Goal: Repeat, without any change, the entries presented below.

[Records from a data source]
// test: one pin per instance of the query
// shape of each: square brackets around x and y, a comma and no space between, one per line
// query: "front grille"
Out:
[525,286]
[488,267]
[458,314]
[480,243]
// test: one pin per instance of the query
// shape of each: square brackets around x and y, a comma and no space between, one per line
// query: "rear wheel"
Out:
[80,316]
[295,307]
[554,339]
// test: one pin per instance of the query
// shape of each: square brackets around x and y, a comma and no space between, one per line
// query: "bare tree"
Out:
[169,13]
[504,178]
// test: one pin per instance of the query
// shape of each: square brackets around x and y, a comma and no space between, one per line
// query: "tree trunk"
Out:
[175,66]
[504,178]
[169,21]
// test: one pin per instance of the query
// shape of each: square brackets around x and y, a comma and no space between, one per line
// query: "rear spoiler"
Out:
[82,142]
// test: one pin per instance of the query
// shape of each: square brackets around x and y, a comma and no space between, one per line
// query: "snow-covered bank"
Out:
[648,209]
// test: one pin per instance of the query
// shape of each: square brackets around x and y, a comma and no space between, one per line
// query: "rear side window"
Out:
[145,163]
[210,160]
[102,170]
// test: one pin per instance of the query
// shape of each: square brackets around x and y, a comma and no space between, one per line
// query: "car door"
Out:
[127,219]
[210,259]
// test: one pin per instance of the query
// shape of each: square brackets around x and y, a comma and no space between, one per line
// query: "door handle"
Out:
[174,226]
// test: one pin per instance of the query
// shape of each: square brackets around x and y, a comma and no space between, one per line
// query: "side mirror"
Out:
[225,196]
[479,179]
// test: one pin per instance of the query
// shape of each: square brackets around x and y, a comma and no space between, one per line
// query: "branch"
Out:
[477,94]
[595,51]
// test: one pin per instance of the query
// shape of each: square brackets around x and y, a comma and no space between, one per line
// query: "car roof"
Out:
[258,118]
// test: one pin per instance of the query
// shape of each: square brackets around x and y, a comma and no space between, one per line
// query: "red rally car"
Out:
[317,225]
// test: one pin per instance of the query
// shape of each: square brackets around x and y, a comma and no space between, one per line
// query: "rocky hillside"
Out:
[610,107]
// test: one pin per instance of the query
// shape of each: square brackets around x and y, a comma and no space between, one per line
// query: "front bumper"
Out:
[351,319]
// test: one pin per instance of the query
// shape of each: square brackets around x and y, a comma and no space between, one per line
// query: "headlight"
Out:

Answer to this exercise:
// test: one pin per instance of the query
// shape of each: square brackets around x and y, a comma and no space between, one per line
// query: "front grille"
Out:
[525,286]
[488,267]
[458,314]
[480,243]
// test: one pin per instance of the query
// shape of each: square brackets around x and y, a comma and no space between, one per line
// query: "rear wheel"
Out:
[80,316]
[295,307]
[554,339]
// test: one pin per instance of the query
// shape of each: square brackets around x and y, a comma and no space between, one per line
// query: "bare tree"
Out:
[169,13]
[504,178]
// test: one pin per instance of the query
// shape of each: square brackets around x and y, a comma and no space between, one per line
// query: "tree trunk"
Out:
[175,66]
[504,178]
[169,21]
// test: one pin per instance of the query
// shape of each: square brackets around x and y, a comma and no space between, one per line
// query: "rear spoiler"
Out:
[82,142]
// test: one pin per instance of the query
// shape of each: square brackets around x and y, a comma and no space between, one per line
// query: "snow-covered bank"
Out:
[648,209]
// test: one pin per instance of the query
// shape of each: square brackets around x and y, a comma and no space between, one per line
// query: "rear side window"
Out:
[145,163]
[210,160]
[102,170]
// test: one pin per instance of the query
// shape of each: square brackets around x and y, a comma and no space between, one per line
// query: "car door"
Out:
[127,219]
[210,259]
// test: one pin per instance of the query
// shape of each: square brackets around x and y, a comma and no space between, one per line
// query: "door handle"
Out:
[174,226]
// test: one pin per instance of the query
// shape of each: square brackets around x and y, a comma and no space between, one per line
// query: "side mirror"
Out:
[225,196]
[479,179]
// test: one pin per instance of the query
// shape of each: square brackets around x and y, a comma and no space between, one per line
// query: "branch"
Out:
[477,94]
[595,51]
// test: one pin per instance of the query
// shape of each: square brackets around x and y, a comma and no space between, one per line
// query: "car roof"
Out:
[258,118]
// test: one pin per instance of the query
// shape of each: square brackets around x and y, a comma and no space between, one per line
// query: "red rally car"
Out:
[317,225]
// test: one pin per instance of the query
// shape of each: square brackets around x and y, a comma and no space between, one per line
// query: "rocky hillside"
Out:
[610,107]
// test: one pin per instance of the query
// shape of each: square brackets around x and y, a comma and no space between, one per line
// query: "front bumper"
Out:
[351,319]
// test: one pin per instance of the query
// shape of each: square brackets around x and y, a comma and no space between, one per line
// query: "headlight"
Out:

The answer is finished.